--- Begin PASSAGE GIVEN ---
Feasibility Analyses and Prospects of CO2 Geological Storage by Using Abandoned Shale Gas Wells in the Sichuan Basin, China

College of Energy Resources, Chengdu University of Technology, Chengdu 610059, China
*
Author to whom correspondence should be addressed.
Atmosphere 2022, 13(10), 1698; https://doi.org/10.3390/atmos13101698
Submission received: 1 September 2022 / Revised: 5 October 2022 / Accepted: 12 October 2022 / Published: 17 October 2022
(This article belongs to the Special Issue CO2 Geological Storage and Utilization)

Abstract

:
The geological storage of CO2 is a critical technique for reducing emissions, which significantly contributes to the mitigation of the greenhouse effect. Currently, CO2 is often geologically stored in coal seams, hydrocarbon reservoirs, and saline aquifers in order to store CO2 and improve the oil and gas recovery simultaneously. Shale formations, as candidates for CO2 storage, are drawing more attention because of their rich volumes. CO2 storage through shale formations in the Sichuan Basin, China, has tremendous potential because of the readily available CO2 injection equipment, such as abandoned shale gas wells. Therefore, we review the potential of using these wells to store CO2 in this paper. Firstly, we review the status of the geological storage of CO2 and discuss the features and filed applications for the most studied storage techniques. Secondly, we investigate the formation properties, shale gas field development process, and characteristics of the abandoned wells in the Sichuan Basin. Additionally, after carefully studying the mechanism and theoretical storage capacity, we evaluate the potential of using these abandoned wells to store CO2. Lastly, recommendations are proposed based on the current technologies and government policies. We hope this paper may provide some insights into the development of geological CO2 storage using unconventional reservoirs.
--- End PASSAGE GIVEN ---
--- Begin SOURCE EXCERPT ---
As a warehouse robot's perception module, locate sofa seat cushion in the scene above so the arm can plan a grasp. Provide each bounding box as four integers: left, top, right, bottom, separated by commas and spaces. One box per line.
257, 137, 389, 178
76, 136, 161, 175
--- End SOURCE EXCERPT ---
[SET OF TASKS]
**a)** Answer these from the CO2 storage passage, one answer per line, marked the same way:
(i) In which three kinds of formations is CO2 often stored geologically at present?
(ii) Why are shale formations drawing more attention as candidates for CO2 storage?
(iii) On what date was the article published?
**b)** Turn the paragraph of the CO2 storage passage that opens with "The geological storage of CO2 is a critical technique" into a list that keeps its main facts.
**c)** Please edit the CO2 storage passage: give the part between "Feasibility Analyses and" and "should be addressed.", inclusive, again with "Sichuan Basin" replaced by "Tarim Basin".

[SOLUTIONS TO THE TASKS]
**a)**
(i) Coal seams, hydrocarbon reservoirs, and saline aquifers.
(ii) Because of their rich volumes.
(iii) 17 October 2022.

**b)**
- Geological storage of CO2 is a critical emission-reduction technique that helps mitigate the greenhouse effect.
- CO2 is currently often stored in coal seams, hydrocarbon reservoirs, and saline aquifers, which stores CO2 and improves oil and gas recovery at the same time.
- Shale formations are drawing more attention as storage candidates because of their rich volumes.
- Shale formations in the Sichuan Basin, China, have tremendous storage potential because CO2 injection equipment, such as abandoned shale gas wells, is readily available.
- The paper reviews the potential of using these wells to store CO2:
  - It reviews the status of CO2 geological storage and discusses the features and applications of the most studied techniques.
  - It investigates formation properties, the shale gas field development process, and the characteristics of abandoned wells in the Sichuan Basin.
  - It studies the storage mechanism and theoretical capacity, then evaluates the potential of the abandoned wells.
  - It proposes recommendations based on current technologies and government policies.
- The authors hope the paper offers insights into developing geological CO2 storage in unconventional reservoirs.

**c)**
Feasibility Analyses and Prospects of CO2 Geological Storage by Using Abandoned Shale Gas Wells in the Tarim Basin, China

College of Energy Resources, Chengdu University of Technology, Chengdu 610059, China
*
Author to whom correspondence should be addressed.